Dataset records
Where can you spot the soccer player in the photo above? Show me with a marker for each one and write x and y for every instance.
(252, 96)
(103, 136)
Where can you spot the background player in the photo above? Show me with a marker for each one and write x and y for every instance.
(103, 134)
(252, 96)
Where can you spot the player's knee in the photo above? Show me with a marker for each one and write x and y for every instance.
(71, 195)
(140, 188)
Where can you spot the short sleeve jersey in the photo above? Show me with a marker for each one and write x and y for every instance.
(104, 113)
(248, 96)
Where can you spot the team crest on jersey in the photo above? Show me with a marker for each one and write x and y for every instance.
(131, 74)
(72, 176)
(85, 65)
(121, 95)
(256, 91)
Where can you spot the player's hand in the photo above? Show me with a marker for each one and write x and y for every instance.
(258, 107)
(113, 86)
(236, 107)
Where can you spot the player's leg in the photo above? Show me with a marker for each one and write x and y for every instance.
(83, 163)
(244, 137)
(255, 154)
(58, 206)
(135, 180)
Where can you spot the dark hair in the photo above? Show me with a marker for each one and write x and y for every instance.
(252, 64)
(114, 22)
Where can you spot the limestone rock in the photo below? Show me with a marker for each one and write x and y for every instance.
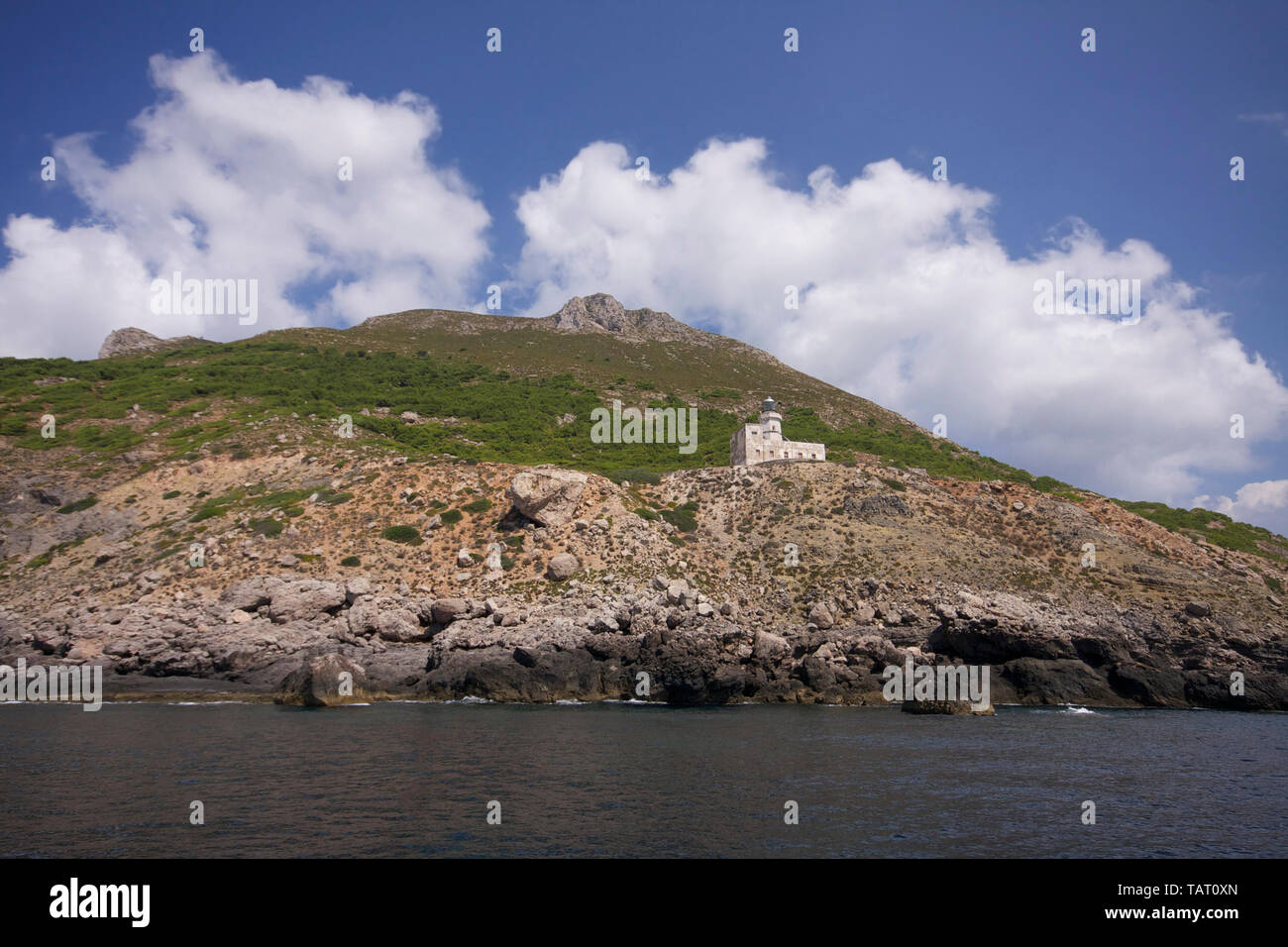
(320, 682)
(548, 496)
(562, 566)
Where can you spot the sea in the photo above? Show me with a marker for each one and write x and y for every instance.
(636, 780)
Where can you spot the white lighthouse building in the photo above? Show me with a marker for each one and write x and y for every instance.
(755, 444)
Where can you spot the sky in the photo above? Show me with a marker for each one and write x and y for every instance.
(879, 206)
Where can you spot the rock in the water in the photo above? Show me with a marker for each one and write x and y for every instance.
(548, 496)
(945, 707)
(325, 681)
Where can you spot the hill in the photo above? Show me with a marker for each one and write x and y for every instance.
(376, 547)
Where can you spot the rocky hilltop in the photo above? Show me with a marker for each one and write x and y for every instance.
(191, 536)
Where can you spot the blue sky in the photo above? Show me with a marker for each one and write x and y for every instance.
(1044, 144)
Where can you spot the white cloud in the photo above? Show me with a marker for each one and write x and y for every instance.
(1271, 119)
(1265, 502)
(909, 299)
(239, 179)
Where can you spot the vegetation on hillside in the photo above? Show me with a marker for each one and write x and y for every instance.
(484, 399)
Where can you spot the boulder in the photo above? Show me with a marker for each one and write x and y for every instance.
(562, 566)
(822, 616)
(548, 496)
(321, 682)
(449, 609)
(304, 600)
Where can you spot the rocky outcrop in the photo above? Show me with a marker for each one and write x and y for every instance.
(548, 496)
(325, 681)
(132, 342)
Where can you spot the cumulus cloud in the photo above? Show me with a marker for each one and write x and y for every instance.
(909, 298)
(1263, 502)
(236, 179)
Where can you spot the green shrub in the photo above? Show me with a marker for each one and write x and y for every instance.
(266, 527)
(682, 518)
(78, 505)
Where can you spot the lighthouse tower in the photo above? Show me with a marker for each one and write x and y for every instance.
(771, 421)
(756, 444)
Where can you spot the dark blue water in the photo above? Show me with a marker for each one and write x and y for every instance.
(619, 780)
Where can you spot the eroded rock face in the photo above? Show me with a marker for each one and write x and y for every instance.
(129, 341)
(325, 681)
(548, 496)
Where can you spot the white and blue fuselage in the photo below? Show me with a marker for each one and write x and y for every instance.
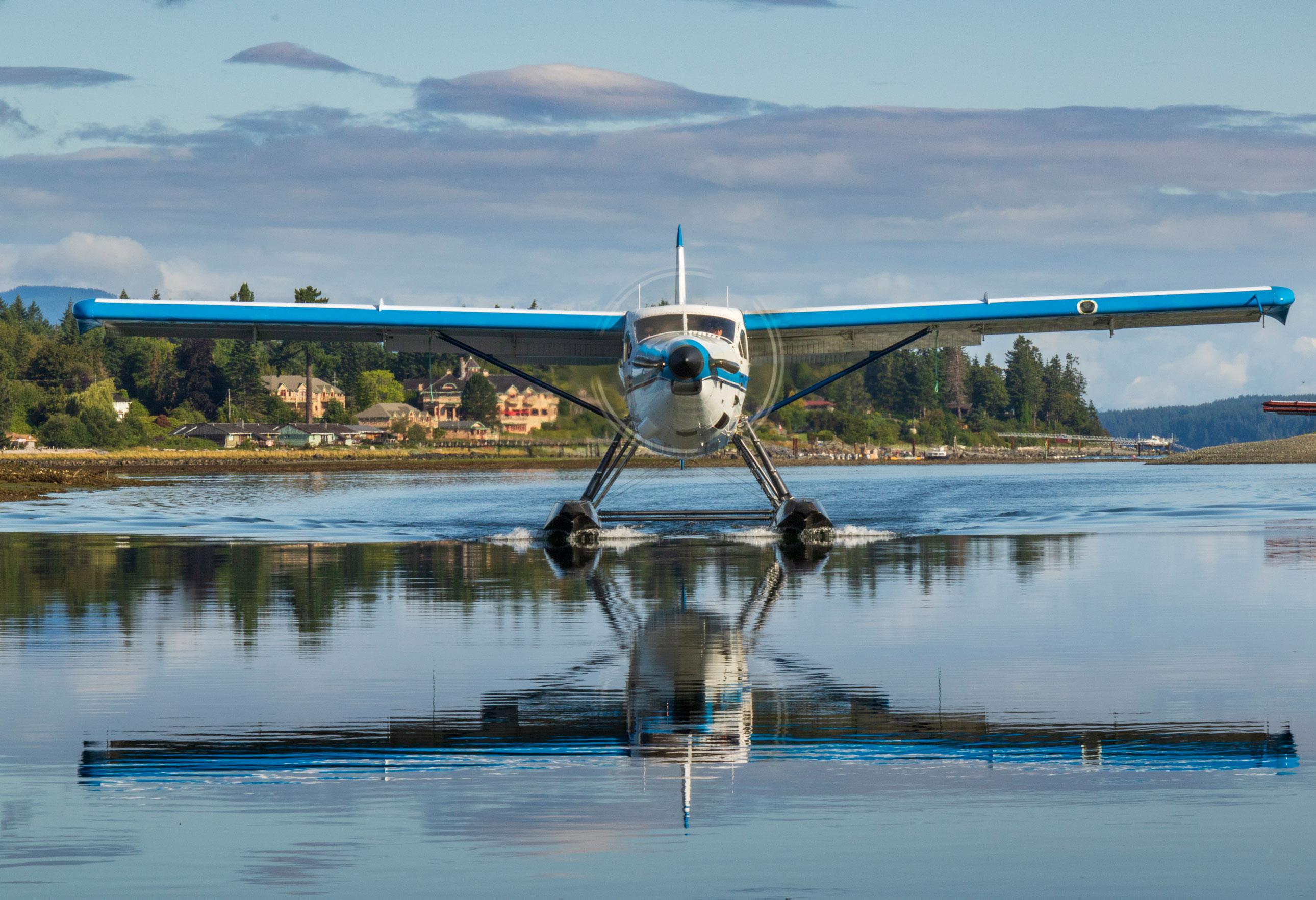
(685, 370)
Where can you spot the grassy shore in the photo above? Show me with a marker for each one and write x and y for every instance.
(1301, 449)
(31, 475)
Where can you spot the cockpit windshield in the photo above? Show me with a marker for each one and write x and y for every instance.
(715, 325)
(650, 325)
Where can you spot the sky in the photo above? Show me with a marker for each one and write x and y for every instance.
(815, 153)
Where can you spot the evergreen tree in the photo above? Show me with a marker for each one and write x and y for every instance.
(200, 381)
(6, 403)
(850, 396)
(1024, 379)
(956, 383)
(479, 400)
(1058, 402)
(69, 333)
(244, 371)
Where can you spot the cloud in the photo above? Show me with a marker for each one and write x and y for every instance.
(1204, 369)
(788, 207)
(86, 259)
(562, 92)
(55, 76)
(12, 119)
(291, 56)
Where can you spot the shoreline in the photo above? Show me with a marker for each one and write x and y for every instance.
(28, 475)
(1301, 449)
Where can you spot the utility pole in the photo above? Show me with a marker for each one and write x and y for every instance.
(310, 418)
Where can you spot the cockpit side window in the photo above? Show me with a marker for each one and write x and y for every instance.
(715, 325)
(650, 325)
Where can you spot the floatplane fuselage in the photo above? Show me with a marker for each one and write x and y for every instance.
(685, 369)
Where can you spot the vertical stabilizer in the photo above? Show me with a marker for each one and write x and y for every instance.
(681, 270)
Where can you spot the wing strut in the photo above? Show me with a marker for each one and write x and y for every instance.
(873, 357)
(532, 379)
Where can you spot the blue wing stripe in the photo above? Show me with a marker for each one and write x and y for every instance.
(1272, 300)
(346, 316)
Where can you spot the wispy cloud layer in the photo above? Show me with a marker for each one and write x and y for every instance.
(12, 119)
(788, 205)
(562, 92)
(57, 76)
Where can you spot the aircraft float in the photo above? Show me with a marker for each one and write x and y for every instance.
(685, 368)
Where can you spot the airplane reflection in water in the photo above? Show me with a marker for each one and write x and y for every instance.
(689, 701)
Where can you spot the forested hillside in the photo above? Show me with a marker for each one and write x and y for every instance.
(1222, 422)
(60, 386)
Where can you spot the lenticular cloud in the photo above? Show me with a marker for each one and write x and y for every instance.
(562, 92)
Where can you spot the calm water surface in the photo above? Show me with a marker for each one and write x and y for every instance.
(1089, 681)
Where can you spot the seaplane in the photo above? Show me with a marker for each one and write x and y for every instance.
(685, 368)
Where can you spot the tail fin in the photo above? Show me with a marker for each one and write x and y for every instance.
(681, 270)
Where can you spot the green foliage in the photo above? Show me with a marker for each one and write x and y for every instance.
(1210, 424)
(479, 400)
(243, 371)
(69, 327)
(200, 382)
(336, 414)
(379, 386)
(988, 390)
(64, 431)
(99, 396)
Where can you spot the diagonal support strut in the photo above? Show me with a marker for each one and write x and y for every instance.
(872, 358)
(532, 379)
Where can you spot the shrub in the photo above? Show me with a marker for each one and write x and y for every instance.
(64, 431)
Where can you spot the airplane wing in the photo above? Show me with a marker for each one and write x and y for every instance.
(518, 336)
(554, 336)
(836, 332)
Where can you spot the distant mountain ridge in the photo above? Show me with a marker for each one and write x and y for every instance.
(52, 299)
(1222, 422)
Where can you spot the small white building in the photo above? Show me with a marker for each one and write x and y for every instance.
(299, 434)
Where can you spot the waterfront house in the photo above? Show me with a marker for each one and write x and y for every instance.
(299, 434)
(293, 391)
(465, 429)
(385, 415)
(523, 407)
(228, 434)
(355, 436)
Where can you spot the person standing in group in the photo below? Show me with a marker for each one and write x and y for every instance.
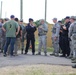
(30, 37)
(4, 36)
(10, 29)
(1, 33)
(65, 38)
(55, 37)
(22, 39)
(18, 38)
(42, 31)
(72, 35)
(60, 36)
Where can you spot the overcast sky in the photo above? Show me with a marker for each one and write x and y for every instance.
(35, 9)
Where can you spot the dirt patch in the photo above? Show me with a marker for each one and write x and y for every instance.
(38, 70)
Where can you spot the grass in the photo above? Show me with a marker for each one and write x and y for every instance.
(38, 70)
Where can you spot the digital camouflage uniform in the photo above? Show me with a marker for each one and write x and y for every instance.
(55, 34)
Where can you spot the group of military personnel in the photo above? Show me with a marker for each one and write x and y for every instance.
(64, 38)
(13, 32)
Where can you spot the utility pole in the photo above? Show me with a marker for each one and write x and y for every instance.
(1, 9)
(21, 9)
(45, 9)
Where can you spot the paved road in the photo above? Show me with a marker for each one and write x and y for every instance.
(33, 59)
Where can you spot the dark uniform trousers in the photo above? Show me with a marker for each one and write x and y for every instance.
(30, 38)
(65, 46)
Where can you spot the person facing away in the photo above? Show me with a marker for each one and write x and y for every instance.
(22, 39)
(60, 36)
(10, 29)
(18, 38)
(1, 34)
(66, 42)
(72, 35)
(42, 31)
(30, 29)
(55, 37)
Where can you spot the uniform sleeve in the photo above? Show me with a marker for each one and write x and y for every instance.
(57, 30)
(4, 26)
(45, 28)
(70, 31)
(16, 25)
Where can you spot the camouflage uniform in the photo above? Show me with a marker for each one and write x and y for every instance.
(72, 34)
(42, 38)
(1, 32)
(55, 34)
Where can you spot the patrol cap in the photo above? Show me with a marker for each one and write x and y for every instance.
(59, 21)
(16, 19)
(54, 19)
(30, 19)
(12, 16)
(21, 20)
(67, 17)
(6, 19)
(73, 17)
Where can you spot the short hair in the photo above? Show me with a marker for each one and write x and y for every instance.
(16, 19)
(59, 21)
(12, 16)
(30, 19)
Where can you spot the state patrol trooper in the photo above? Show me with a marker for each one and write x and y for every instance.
(42, 31)
(72, 35)
(55, 37)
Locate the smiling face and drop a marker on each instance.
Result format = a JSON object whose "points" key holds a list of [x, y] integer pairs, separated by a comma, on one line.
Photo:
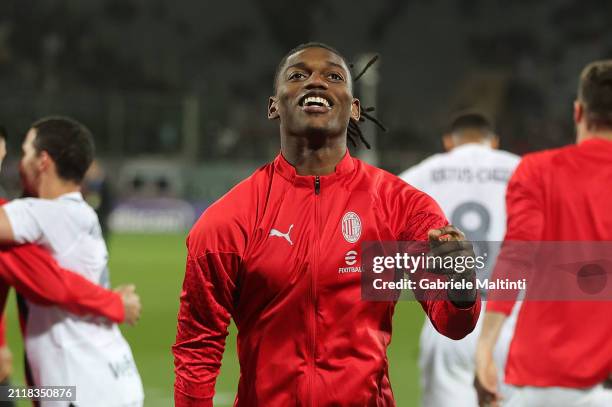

_THE PROBLEM_
Only the lines from the one that contains "Where can you spot the short hair" through the last line of the records may appear in the answer, retyped exactly and with no pictures.

_ANSWER BOX_
Where can you spot the short hair in the photo above? Show me with a marker for each one and write x and y for every instance.
(16, 19)
(59, 21)
(12, 16)
(30, 19)
Where can you spot the state patrol trooper in the photo above? Show me with a marker for each one and write x and y for every instance.
(42, 31)
(72, 35)
(55, 37)
Locate the smiling face and drop a marker on each instance.
Result format = a JSON object whose "points" key holds a list of [x, y] integer pairs, separated by a comma, on one line.
Photo:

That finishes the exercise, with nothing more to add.